» **En qué consiste**
Copia y reporta todas las líneas de los ítems que contienen la cadena "hand". Se distingue entre mayúsculas y minúsculas.

» **Ítems de entrada**

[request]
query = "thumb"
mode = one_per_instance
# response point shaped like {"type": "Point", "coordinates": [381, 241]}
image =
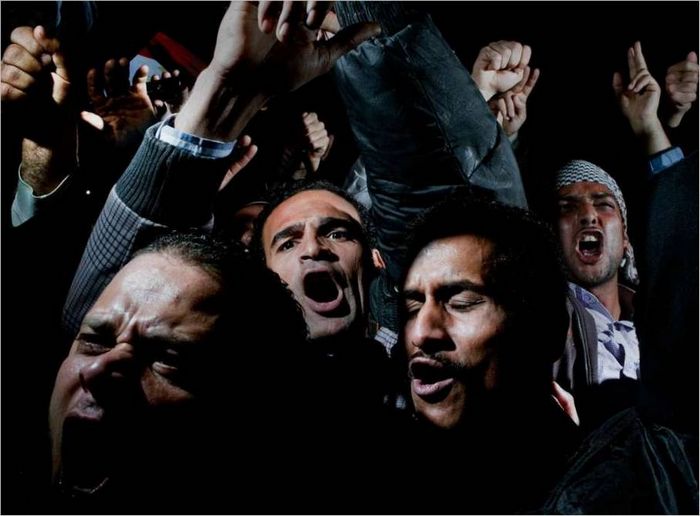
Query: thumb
{"type": "Point", "coordinates": [93, 119]}
{"type": "Point", "coordinates": [350, 37]}
{"type": "Point", "coordinates": [618, 86]}
{"type": "Point", "coordinates": [61, 88]}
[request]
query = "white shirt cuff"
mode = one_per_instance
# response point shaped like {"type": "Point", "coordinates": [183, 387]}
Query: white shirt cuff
{"type": "Point", "coordinates": [25, 204]}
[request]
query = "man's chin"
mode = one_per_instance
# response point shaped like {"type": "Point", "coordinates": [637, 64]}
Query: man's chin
{"type": "Point", "coordinates": [82, 482]}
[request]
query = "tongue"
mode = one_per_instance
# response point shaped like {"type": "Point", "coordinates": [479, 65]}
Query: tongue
{"type": "Point", "coordinates": [589, 248]}
{"type": "Point", "coordinates": [320, 287]}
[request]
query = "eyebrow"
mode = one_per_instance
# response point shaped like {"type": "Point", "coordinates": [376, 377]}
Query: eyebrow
{"type": "Point", "coordinates": [294, 229]}
{"type": "Point", "coordinates": [447, 290]}
{"type": "Point", "coordinates": [325, 224]}
{"type": "Point", "coordinates": [99, 324]}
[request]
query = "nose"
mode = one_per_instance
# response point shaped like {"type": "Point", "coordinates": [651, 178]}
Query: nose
{"type": "Point", "coordinates": [588, 216]}
{"type": "Point", "coordinates": [428, 330]}
{"type": "Point", "coordinates": [315, 248]}
{"type": "Point", "coordinates": [107, 374]}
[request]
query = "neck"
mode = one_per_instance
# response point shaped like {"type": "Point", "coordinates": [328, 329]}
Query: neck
{"type": "Point", "coordinates": [609, 295]}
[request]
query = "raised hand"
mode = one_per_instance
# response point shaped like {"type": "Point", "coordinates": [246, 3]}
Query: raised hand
{"type": "Point", "coordinates": [682, 87]}
{"type": "Point", "coordinates": [500, 66]}
{"type": "Point", "coordinates": [35, 82]}
{"type": "Point", "coordinates": [317, 141]}
{"type": "Point", "coordinates": [510, 108]}
{"type": "Point", "coordinates": [262, 51]}
{"type": "Point", "coordinates": [639, 101]}
{"type": "Point", "coordinates": [121, 111]}
{"type": "Point", "coordinates": [36, 93]}
{"type": "Point", "coordinates": [167, 97]}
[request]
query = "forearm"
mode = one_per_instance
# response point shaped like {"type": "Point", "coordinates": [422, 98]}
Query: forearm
{"type": "Point", "coordinates": [217, 108]}
{"type": "Point", "coordinates": [651, 136]}
{"type": "Point", "coordinates": [44, 168]}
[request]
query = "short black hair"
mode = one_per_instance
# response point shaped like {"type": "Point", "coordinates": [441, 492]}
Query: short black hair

» **Solución propuesta**
query = "raised hand"
Query: raised hand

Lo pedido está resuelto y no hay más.